> **Text extract**
__________

Essential parameters, dimensions and functions

L₀ is the deep-water wavelength (gT²/2π or 1.561T²) in metres (m), L the shoaling wavelength (m), T the wave period (s), H the wave height (m), d the water depth (m), D the grain size (mm), g the gravitational acceleration (9.81 m/s²); π = 3.1416, sinh the hyperbolic sine, tanh the hyperbolic tangent, U_max the maximum horizontal velocity (m/s) close to the seabed, and U_crit the threshold velocity for the initiation of sediment movement at the seabed involving siliciclastic sediment composed of variable mean grain sizes. It should be noted that, for simplicity, the wave data discussed in this paper strictly relate to monochromatic waves of the sinusoidal type (linear Airy wave theory). As waves in nature are random and irregular, T and H are understood to represent the peak spectral wave period (T_p) and the significant wave height (H_s), respectively.

Shoaling wave parameters

As deep-water waves propagate shoreward, they eventually reach a water depth where they ‘feel’ the bottom, the ensuing friction resulting in increasing energy loss with decreasing water depth. In this scenario one distinguishes between three domains:

1. a)

   A deep-water domain where d ≥ 0.5L₀;

2. b)

   An intermediate-water domain occupying the zone between d ≤ 0.5L₀ ≥ 0.05L₀; and.

3. c)

   A shallow-water domain beginning at the depth corresponding to d ≤ 0.05L₀.

__________

> **Task instructions**
Edit the wave-parameter text from "As deep-water waves" to "0.5L₀ ≥ 0.05L₀; and.", replacing "shoreward" with "landward". The records come from a separate source.

__________

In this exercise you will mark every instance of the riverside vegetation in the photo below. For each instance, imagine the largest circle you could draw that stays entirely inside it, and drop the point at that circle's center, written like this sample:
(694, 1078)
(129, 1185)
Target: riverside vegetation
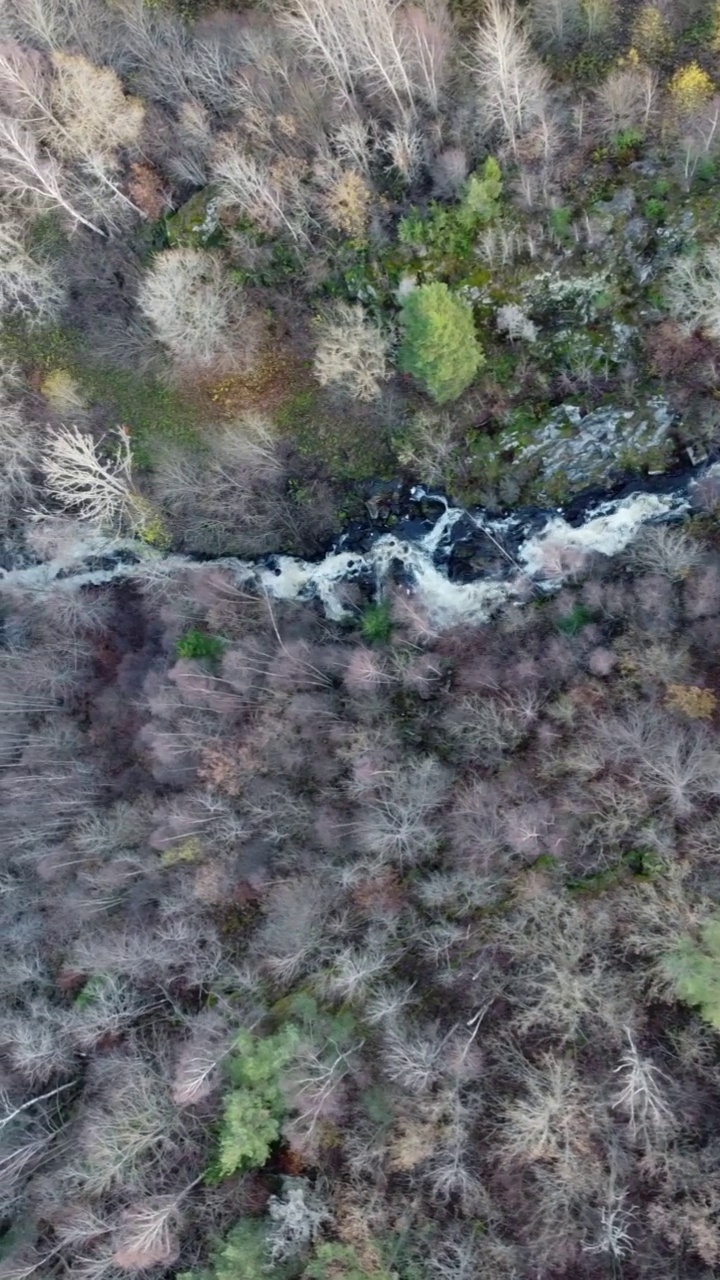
(360, 950)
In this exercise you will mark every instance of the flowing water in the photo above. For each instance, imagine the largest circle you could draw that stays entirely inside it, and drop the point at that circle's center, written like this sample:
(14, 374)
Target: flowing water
(459, 565)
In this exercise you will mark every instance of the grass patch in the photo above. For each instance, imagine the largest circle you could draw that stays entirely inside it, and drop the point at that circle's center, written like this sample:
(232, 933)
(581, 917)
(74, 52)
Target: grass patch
(349, 442)
(149, 407)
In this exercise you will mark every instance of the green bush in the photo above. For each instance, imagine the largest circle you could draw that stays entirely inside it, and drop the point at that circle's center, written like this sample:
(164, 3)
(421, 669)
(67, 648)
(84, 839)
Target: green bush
(244, 1256)
(199, 644)
(695, 970)
(440, 346)
(254, 1106)
(445, 237)
(376, 622)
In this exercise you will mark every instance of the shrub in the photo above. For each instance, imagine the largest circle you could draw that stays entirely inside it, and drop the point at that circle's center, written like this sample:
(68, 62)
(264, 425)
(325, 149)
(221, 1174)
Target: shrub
(200, 644)
(255, 1105)
(691, 88)
(242, 1256)
(377, 622)
(651, 33)
(695, 972)
(347, 205)
(440, 346)
(693, 702)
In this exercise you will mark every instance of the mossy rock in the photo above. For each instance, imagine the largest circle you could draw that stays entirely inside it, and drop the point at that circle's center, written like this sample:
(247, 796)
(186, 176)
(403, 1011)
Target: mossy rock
(196, 223)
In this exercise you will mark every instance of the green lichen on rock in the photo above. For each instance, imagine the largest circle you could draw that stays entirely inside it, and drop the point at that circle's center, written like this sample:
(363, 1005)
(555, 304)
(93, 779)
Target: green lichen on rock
(196, 223)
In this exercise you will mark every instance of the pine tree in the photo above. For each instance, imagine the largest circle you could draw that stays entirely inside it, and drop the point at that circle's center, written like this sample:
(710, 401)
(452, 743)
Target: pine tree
(440, 348)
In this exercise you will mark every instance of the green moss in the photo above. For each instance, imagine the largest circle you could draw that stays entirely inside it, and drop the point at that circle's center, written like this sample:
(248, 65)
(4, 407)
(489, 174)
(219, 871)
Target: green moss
(573, 622)
(195, 224)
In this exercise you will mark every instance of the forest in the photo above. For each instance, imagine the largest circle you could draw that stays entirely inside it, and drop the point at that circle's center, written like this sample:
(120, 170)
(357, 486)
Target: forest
(383, 945)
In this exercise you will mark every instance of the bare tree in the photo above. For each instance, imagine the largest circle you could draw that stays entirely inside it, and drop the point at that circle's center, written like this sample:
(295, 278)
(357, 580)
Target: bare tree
(273, 195)
(511, 82)
(197, 311)
(27, 173)
(641, 1096)
(28, 287)
(80, 478)
(627, 99)
(351, 352)
(393, 54)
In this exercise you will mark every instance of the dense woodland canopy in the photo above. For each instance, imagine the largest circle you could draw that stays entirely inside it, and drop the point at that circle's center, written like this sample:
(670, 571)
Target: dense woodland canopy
(365, 950)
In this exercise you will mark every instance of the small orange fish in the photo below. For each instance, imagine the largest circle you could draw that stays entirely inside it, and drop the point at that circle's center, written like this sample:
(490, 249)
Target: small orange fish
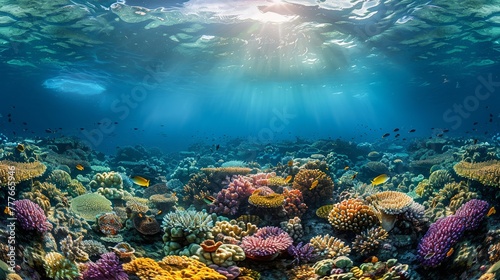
(372, 259)
(20, 148)
(141, 181)
(491, 211)
(313, 185)
(450, 252)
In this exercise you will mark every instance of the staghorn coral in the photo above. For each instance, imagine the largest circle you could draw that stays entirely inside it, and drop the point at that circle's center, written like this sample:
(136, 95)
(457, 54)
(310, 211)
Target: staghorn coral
(171, 268)
(16, 172)
(266, 244)
(73, 250)
(324, 211)
(487, 172)
(261, 199)
(233, 229)
(88, 206)
(389, 204)
(326, 246)
(315, 185)
(60, 268)
(369, 240)
(352, 215)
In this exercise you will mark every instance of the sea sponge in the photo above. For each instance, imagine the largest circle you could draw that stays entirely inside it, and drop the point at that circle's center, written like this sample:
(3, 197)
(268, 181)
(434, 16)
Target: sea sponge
(16, 172)
(60, 268)
(261, 199)
(316, 186)
(487, 172)
(352, 215)
(326, 246)
(88, 206)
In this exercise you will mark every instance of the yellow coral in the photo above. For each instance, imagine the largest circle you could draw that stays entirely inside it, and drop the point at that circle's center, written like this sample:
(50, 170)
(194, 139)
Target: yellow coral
(16, 172)
(272, 200)
(171, 268)
(88, 206)
(324, 210)
(353, 215)
(487, 173)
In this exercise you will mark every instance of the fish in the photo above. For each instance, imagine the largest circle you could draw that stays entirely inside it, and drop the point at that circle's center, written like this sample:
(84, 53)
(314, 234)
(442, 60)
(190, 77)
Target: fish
(313, 185)
(208, 199)
(450, 252)
(380, 179)
(141, 181)
(491, 211)
(372, 259)
(20, 148)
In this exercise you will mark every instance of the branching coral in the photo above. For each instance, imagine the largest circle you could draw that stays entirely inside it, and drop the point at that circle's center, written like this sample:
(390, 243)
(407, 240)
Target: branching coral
(329, 246)
(16, 172)
(487, 172)
(316, 186)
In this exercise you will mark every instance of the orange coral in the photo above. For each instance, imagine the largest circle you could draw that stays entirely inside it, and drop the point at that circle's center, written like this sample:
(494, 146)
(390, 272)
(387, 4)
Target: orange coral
(11, 171)
(171, 268)
(314, 184)
(487, 172)
(260, 198)
(352, 215)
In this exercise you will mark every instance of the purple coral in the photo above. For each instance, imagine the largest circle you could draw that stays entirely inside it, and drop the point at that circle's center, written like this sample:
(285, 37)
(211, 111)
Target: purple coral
(107, 267)
(31, 216)
(474, 212)
(266, 244)
(228, 200)
(301, 252)
(439, 239)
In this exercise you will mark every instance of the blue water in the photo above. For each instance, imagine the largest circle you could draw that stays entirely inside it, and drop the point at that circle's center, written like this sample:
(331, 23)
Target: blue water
(254, 70)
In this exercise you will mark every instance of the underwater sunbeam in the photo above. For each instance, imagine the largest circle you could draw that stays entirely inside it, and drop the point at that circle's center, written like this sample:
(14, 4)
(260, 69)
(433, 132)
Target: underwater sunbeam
(72, 85)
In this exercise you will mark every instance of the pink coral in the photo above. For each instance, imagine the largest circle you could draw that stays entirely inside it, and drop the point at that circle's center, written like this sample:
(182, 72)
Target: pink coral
(228, 200)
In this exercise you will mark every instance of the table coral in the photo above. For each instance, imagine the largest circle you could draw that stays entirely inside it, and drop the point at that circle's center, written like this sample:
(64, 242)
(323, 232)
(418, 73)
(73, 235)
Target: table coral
(90, 205)
(352, 215)
(19, 171)
(487, 172)
(171, 268)
(316, 186)
(30, 216)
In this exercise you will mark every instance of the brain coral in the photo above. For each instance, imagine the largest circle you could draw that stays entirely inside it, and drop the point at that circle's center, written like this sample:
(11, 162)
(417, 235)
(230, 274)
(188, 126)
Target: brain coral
(487, 173)
(316, 186)
(19, 171)
(352, 215)
(88, 206)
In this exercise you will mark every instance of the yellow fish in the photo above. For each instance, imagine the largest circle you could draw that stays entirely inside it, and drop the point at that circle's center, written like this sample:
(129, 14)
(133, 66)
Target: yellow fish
(141, 181)
(380, 179)
(313, 185)
(491, 211)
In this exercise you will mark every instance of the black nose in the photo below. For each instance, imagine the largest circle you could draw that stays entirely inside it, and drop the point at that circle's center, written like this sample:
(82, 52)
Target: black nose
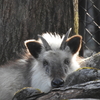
(56, 83)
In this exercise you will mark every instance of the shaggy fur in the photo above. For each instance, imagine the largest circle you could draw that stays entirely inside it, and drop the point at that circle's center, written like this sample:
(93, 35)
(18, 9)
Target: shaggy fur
(41, 67)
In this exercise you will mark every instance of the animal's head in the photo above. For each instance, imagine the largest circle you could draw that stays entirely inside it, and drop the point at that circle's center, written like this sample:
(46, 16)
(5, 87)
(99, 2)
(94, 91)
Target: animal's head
(52, 64)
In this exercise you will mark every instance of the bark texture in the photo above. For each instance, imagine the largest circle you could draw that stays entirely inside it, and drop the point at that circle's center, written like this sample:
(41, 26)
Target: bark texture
(24, 19)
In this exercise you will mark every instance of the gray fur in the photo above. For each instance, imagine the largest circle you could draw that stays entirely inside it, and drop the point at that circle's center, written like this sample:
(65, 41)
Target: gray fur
(37, 70)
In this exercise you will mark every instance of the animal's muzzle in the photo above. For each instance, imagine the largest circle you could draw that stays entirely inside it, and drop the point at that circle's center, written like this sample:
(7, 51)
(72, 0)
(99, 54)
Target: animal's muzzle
(57, 82)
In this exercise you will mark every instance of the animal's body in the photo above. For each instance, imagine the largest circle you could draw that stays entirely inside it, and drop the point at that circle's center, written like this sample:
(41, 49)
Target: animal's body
(51, 59)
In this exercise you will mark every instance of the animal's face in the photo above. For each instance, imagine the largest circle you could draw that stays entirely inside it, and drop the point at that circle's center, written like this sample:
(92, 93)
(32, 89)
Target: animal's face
(56, 65)
(52, 66)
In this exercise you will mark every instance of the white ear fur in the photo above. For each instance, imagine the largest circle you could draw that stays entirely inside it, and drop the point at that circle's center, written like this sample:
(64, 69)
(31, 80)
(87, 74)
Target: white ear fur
(34, 47)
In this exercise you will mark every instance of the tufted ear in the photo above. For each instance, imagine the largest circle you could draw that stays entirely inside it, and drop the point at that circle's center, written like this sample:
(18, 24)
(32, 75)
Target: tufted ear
(74, 43)
(34, 47)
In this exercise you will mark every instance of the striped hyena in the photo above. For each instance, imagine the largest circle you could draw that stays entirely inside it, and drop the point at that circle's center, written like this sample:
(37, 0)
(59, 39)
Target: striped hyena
(50, 60)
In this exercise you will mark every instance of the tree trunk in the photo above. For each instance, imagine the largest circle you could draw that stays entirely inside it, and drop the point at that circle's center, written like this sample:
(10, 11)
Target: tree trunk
(24, 19)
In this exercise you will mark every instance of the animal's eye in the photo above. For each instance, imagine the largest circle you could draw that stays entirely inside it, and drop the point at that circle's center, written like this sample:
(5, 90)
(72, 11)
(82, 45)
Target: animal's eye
(45, 63)
(66, 61)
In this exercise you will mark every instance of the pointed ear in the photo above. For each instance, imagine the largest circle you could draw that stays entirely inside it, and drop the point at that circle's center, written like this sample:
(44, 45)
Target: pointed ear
(34, 47)
(75, 43)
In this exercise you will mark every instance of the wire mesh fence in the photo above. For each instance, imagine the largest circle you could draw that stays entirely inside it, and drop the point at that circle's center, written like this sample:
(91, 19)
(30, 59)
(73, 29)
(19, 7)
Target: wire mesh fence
(89, 26)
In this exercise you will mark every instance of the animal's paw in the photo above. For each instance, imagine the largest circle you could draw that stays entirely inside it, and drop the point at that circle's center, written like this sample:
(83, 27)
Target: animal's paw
(27, 93)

__________

> **Solution below**
As deep-water waves propagate landward, they eventually reach a water depth where they ‘feel’ the bottom, the ensuing friction resulting in increasing energy loss with decreasing water depth. In this scenario one distinguishes between three domains:

1. a)

   A deep-water domain where d ≥ 0.5L₀;

2. b)

   An intermediate-water domain occupying the zone between d ≤ 0.5L₀ ≥ 0.05L₀; and.